[Extracts from a box-labeled dataset]
****************

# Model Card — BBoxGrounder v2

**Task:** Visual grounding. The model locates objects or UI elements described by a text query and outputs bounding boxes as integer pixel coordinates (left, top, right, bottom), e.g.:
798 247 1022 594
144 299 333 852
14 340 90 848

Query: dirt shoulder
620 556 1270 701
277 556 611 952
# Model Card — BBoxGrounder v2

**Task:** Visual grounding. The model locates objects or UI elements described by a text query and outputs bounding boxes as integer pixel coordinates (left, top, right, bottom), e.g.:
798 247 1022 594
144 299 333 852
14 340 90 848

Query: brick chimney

****************

# [Aim]
Recast every line of the items above as a JSON list of strings, one string per line, with blank lines omitted.

# [Answer in full]
[
  "# Model Card — BBoxGrounder v2",
  "**Task:** Visual grounding. The model locates objects or UI elements described by a text query and outputs bounding boxes as integer pixel coordinates (left, top, right, bottom), e.g.:",
  "798 247 1022 594",
  "144 299 333 852",
  "14 340 90 848",
  "Query: dirt shoulder",
  "620 556 1270 701",
  "277 556 611 952",
  "# Model Card — BBoxGrounder v2",
  "**Task:** Visual grounding. The model locates objects or UI elements described by a text query and outputs bounding boxes as integer pixel coordinates (left, top, right, bottom), e.g.:",
  "798 247 1022 594",
  "144 299 333 852",
  "14 340 90 848",
  "Query: brick chimney"
]